● **Exercise prompt**: Reproduce every line of the data below without alteration, leaving the pictures out of your answer.

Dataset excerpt
= = =
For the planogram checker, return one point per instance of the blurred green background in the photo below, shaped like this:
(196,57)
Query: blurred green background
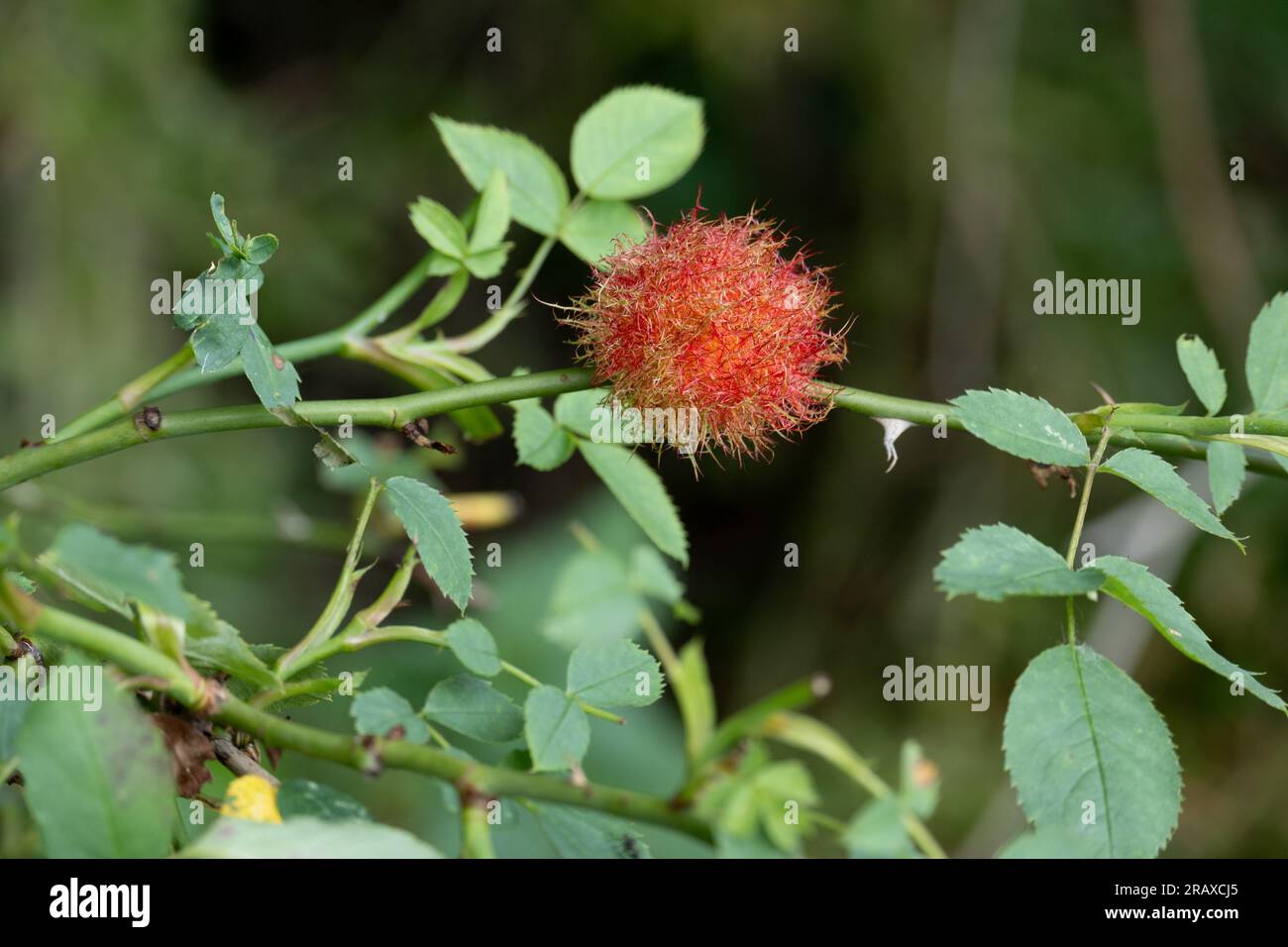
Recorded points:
(1107,165)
= = =
● **The completed task**:
For the planogram checker, return one point per instance of the blurred green background in the photo below, shaped like this:
(196,57)
Query: blurred green background
Recorded points:
(1107,165)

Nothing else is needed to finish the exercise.